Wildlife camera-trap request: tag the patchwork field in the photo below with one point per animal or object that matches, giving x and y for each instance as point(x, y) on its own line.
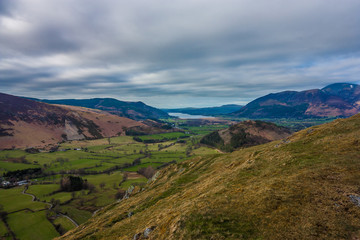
point(108, 166)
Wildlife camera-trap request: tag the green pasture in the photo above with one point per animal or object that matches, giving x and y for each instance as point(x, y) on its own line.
point(44, 192)
point(65, 223)
point(161, 136)
point(108, 179)
point(31, 225)
point(13, 200)
point(80, 216)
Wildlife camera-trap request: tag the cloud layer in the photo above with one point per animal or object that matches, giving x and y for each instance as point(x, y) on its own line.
point(176, 53)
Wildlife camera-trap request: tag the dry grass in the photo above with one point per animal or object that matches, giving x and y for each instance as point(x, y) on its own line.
point(281, 190)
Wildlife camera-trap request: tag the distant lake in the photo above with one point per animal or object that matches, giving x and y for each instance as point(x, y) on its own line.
point(188, 116)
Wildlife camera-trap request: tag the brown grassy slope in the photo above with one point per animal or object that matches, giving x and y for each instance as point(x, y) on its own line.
point(26, 123)
point(280, 190)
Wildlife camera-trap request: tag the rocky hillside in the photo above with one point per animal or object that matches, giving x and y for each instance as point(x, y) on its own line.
point(132, 110)
point(306, 187)
point(245, 134)
point(26, 123)
point(336, 100)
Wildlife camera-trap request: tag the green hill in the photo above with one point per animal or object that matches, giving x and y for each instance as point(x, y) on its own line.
point(132, 110)
point(304, 188)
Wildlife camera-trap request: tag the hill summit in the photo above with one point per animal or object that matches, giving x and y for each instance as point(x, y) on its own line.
point(245, 134)
point(27, 123)
point(335, 100)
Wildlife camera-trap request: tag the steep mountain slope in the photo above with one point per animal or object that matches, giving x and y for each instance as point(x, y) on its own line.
point(245, 134)
point(336, 100)
point(306, 187)
point(133, 110)
point(209, 111)
point(27, 123)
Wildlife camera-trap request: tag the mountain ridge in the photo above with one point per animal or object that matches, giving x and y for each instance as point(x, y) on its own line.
point(133, 110)
point(335, 100)
point(27, 123)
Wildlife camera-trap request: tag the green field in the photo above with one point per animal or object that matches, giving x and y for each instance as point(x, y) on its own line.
point(164, 136)
point(29, 225)
point(65, 223)
point(102, 163)
point(13, 200)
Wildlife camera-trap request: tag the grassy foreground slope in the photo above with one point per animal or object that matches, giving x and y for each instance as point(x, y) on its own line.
point(304, 187)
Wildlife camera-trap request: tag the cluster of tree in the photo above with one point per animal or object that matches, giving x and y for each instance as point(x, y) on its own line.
point(74, 183)
point(23, 174)
point(147, 172)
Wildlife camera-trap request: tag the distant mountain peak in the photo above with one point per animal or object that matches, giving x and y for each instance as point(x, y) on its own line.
point(334, 100)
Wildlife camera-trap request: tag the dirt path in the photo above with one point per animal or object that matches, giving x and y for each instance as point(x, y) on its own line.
point(34, 199)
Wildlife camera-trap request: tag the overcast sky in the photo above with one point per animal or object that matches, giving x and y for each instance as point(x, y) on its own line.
point(176, 53)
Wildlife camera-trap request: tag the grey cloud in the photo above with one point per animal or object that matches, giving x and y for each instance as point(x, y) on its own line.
point(212, 51)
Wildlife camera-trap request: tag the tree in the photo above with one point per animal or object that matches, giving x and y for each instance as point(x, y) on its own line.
point(147, 172)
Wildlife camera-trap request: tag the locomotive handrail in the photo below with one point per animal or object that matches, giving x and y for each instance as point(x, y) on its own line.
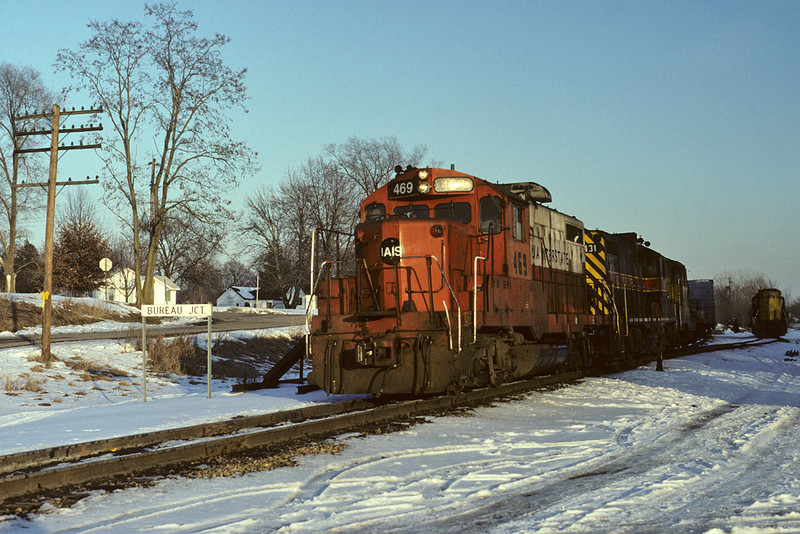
point(475, 296)
point(452, 293)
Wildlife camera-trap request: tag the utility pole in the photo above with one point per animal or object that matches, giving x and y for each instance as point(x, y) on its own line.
point(51, 198)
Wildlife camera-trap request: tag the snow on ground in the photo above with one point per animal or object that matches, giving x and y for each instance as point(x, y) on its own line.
point(710, 445)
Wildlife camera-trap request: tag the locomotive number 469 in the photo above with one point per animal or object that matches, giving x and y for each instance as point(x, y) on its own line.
point(400, 189)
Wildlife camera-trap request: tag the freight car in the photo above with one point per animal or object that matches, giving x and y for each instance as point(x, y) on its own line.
point(768, 314)
point(458, 282)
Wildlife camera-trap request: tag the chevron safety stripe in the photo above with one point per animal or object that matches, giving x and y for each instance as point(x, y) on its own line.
point(597, 274)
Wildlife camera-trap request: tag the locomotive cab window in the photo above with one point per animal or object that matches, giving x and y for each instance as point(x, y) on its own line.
point(454, 211)
point(413, 211)
point(518, 223)
point(491, 214)
point(574, 234)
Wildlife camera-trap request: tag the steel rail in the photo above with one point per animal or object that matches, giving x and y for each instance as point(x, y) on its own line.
point(20, 485)
point(48, 470)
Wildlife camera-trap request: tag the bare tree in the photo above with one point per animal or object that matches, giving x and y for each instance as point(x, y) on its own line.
point(266, 223)
point(370, 163)
point(325, 194)
point(733, 294)
point(165, 88)
point(21, 91)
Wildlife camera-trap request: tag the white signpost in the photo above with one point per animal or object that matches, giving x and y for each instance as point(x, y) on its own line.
point(176, 310)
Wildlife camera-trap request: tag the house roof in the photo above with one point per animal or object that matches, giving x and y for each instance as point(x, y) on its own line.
point(169, 284)
point(247, 293)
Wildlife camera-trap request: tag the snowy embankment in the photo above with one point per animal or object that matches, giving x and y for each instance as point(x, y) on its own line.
point(710, 445)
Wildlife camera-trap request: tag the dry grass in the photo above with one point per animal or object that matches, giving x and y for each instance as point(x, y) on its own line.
point(169, 355)
point(17, 315)
point(39, 357)
point(95, 369)
point(23, 382)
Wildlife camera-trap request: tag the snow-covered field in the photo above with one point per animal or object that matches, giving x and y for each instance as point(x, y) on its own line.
point(710, 445)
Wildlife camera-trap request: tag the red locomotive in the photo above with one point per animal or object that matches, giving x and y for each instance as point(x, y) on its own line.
point(458, 282)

Work to be completed: Return the listing above in full and exactly, omitting all pictures.

Problem solution:
Wildlife camera-trap request: tag the patchwork field in the photo below with one point per animal or object that matches, giving x and y for each instance as point(x, y) on its own line.
point(108, 166)
Wildlife camera-trap request: tag the green pasture in the photo above with one point per animal or object that matches, giving x and y for each instance as point(x, y) on its own line.
point(44, 192)
point(65, 223)
point(161, 136)
point(108, 179)
point(31, 225)
point(13, 200)
point(80, 216)
Wildlife camera-trap request: tag the cloud layer in the photo above with one point per animal or object that matches, giving x and y for each instance as point(x, y) on its own line.
point(176, 53)
Wildlife camera-trap request: tag the dry grass in the photo above with one point per animal or object that matches, giving x and y for each instance as point(x, y) on its own line.
point(281, 190)
Wildlife camera-trap request: tag the distant lake in the photo above with one point per animal or object that matches, giving x and y for each instance as point(x, y) on its own line.
point(188, 116)
Wildlife camera-trap request: tag the brown grassy slope in the photo above with one point per animal or object that matches, giving x and y for each instance as point(x, y) on its own line.
point(26, 123)
point(280, 190)
Wildlife camera-trap request: tag the rocky hillside in the photo above with one point per animal or object that matches, giving x and y for each instance as point(x, y) on its own line.
point(132, 110)
point(306, 187)
point(245, 134)
point(26, 123)
point(336, 100)
Wildlife camera-trap request: tag the green hill in the photo above with one point per animal or object that matches, giving x and y for each instance as point(x, y) on its own line.
point(132, 110)
point(304, 188)
Wildlife camera-trap request: tag the hill summit in the photo above with one point per animal or object that matches, giving x and y for each instance as point(x, y) on its own line.
point(245, 134)
point(27, 123)
point(335, 100)
Wildlife camera-trap request: tag the steep mountain slope in the photo above with one point per animal or object that matches, giving x and y for each instance as point(x, y) on its own line.
point(245, 134)
point(336, 100)
point(306, 187)
point(133, 110)
point(209, 111)
point(27, 123)
Wildlife camera-trap request: tag the mountain ridge in the photo above with one point per animal or object that matches, giving x and y for each instance as point(x, y) on its own line.
point(133, 110)
point(335, 100)
point(27, 123)
Wildlife camera-trap request: tag the green field in the photo above with one point per animal or object that matches, giving x and y for each instance as point(x, y) on its own line.
point(164, 136)
point(29, 225)
point(65, 223)
point(102, 163)
point(13, 200)
Wildlife camera-trap request: tag the grassy foreground slope in the photo above with one point per animal or object that matches, giving x and y for each instance as point(x, y) on its own line.
point(304, 187)
Wildlife camera-trap request: tag the cluster of tree in the photo above with one point per animal or object that matches, giving x and y for each instance as point(x, y) on its own line.
point(74, 183)
point(23, 174)
point(147, 172)
Wildlife camera-trap request: tag the distant mountain peak in the photo above with one point per animal or object that matches, giving x and y for each instance as point(x, y) on its own line.
point(334, 100)
Wildlife camera-trap request: tag the dirt path in the photo above with one point per animal or object that matches, giving x and y for each instance as point(x, y) on its own line.
point(34, 199)
Wildlife camera-trap request: tag the overcast sky in the photo above with one point per animal or object that matches, giving x and y for each instance as point(x, y) on its own line.
point(176, 53)
Wildlife camera-trap request: tag the grey cloud in the photo above with one point per animal or object that matches, giving x and y for each instance as point(x, y) on its own line.
point(212, 51)
Wildlife camera-trap request: tag the tree in the photo above with one point per animal or object that matches, giving x and y for each instance as point(x, y) on its own line.
point(147, 172)
Wildlife camera-trap request: tag the locomotive handrail in the photo below with one point per animal or object that matches, giving x and y for each instance as point(x, y) on its own line.
point(475, 296)
point(452, 293)
Wildlife camera-trap request: tag the utility pole in the photo above with one point per animal or object that matches, giving x and y for each instance as point(x, y) on its own line.
point(51, 198)
Wildlife camera-trap request: tag the snow on ground in the photo above with one point per animal or object that matches, giving x and y for each instance as point(x, y) on its own line.
point(710, 445)
Wildlife camera-trap request: tag the locomotive number 469 in the photo above with one point per animal or object that matches, giving x and y for each instance as point(x, y) on its own line.
point(400, 189)
Wildlife camera-trap request: tag the freight car in the photo above with one point per animal or object that matches, giving x and y for each instance as point(x, y) on its own line.
point(768, 314)
point(458, 282)
Wildlife camera-trap request: tag the chevron safety stripe in the photo above with one point per animal or object that matches, giving x and y for each instance as point(x, y) on its own line.
point(597, 274)
Wildlife camera-trap request: tag the locomotive cab window in the photo above with one point per animal or object that matches, giving x and y for each instance as point(x, y) on its own line.
point(454, 211)
point(413, 211)
point(518, 223)
point(491, 214)
point(574, 234)
Wildlife camera-trap request: tag the steel rail in the photo above with one point per animal or object that matches, giving x and y for each instance as point(x, y) on its own line.
point(20, 485)
point(48, 470)
Wildlife camera-trap request: tag the bare tree in the photo above with one point per animal or object that matches, giving x and y for each instance as point(x, y) on its own line.
point(266, 223)
point(370, 163)
point(325, 194)
point(733, 294)
point(165, 88)
point(21, 91)
Wildlife camera-trap request: tag the white signpost in the photo above with one point per animal or object that matches, giving x and y for each instance as point(x, y) on its own line.
point(176, 310)
Wildlife camera-trap request: tag the house roof in the photo above with one point per animal or object that matches, giving x and y for each instance as point(x, y) on its own line.
point(169, 284)
point(247, 293)
Wildlife camera-trap request: tag the snowy embankment in the photo above with one point per animal or object that matches, giving x and y for each instance as point(x, y) on its own line.
point(710, 445)
Wildlife camera-trap request: tag the dry grass in the photo above with one point per animal or object that matches, giving x and y for each instance as point(x, y) on its own line.
point(169, 355)
point(17, 315)
point(39, 357)
point(95, 369)
point(23, 382)
Wildlife camera-trap request: tag the snow-covered field in the photo above with one point per animal or object that matches, giving x and y for each instance as point(x, y) on its own line.
point(710, 445)
Wildlife camera-trap request: tag the red locomotive in the photo above with one point per animal or object that matches, giving x and y for each instance as point(x, y) on its own line.
point(458, 282)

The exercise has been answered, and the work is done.